**GOAL OF THE EXERCISE**
All lines from the line containing "target: dark car in background" up to and including the last line of the entries must be written out exactly, with no others.

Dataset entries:
┌──
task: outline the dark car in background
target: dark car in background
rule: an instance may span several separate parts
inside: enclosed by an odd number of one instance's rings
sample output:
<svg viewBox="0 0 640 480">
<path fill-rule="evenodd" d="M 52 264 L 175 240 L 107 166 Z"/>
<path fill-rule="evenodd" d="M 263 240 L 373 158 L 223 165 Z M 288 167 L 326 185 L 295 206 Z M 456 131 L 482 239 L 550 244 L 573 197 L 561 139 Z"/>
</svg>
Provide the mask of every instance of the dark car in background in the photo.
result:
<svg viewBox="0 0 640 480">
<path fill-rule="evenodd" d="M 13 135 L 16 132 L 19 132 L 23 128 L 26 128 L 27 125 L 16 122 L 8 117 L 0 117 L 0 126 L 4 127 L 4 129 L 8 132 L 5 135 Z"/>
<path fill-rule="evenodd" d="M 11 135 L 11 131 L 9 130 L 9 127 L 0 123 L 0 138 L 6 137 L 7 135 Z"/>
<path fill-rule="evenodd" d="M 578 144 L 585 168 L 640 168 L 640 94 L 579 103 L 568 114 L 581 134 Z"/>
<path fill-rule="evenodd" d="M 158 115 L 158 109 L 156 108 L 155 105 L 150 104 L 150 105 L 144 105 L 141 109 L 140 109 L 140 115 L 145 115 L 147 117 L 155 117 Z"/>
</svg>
└──
**PROBLEM SOLUTION**
target: dark car in background
rule: an instance may span several separate parts
inside: enclosed by an odd number of one instance's rings
sample output:
<svg viewBox="0 0 640 480">
<path fill-rule="evenodd" d="M 52 264 L 175 240 L 107 166 Z"/>
<path fill-rule="evenodd" d="M 263 240 L 373 158 L 223 165 Z M 288 167 L 326 185 L 295 206 Z M 456 131 L 482 239 L 550 244 L 573 197 L 561 139 Z"/>
</svg>
Provide the mask of every instance of the dark car in background in the photo.
result:
<svg viewBox="0 0 640 480">
<path fill-rule="evenodd" d="M 13 135 L 16 132 L 19 132 L 23 128 L 26 128 L 27 125 L 16 122 L 8 117 L 0 117 L 0 126 L 4 127 L 4 129 L 8 132 L 5 135 Z"/>
<path fill-rule="evenodd" d="M 11 135 L 11 131 L 9 130 L 9 127 L 0 123 L 0 138 L 6 137 L 7 135 Z"/>
<path fill-rule="evenodd" d="M 578 144 L 585 168 L 640 168 L 640 94 L 579 103 L 568 114 L 581 134 Z"/>
<path fill-rule="evenodd" d="M 158 115 L 158 109 L 156 108 L 155 105 L 150 104 L 150 105 L 144 105 L 141 109 L 140 109 L 140 115 L 145 115 L 147 117 L 155 117 Z"/>
</svg>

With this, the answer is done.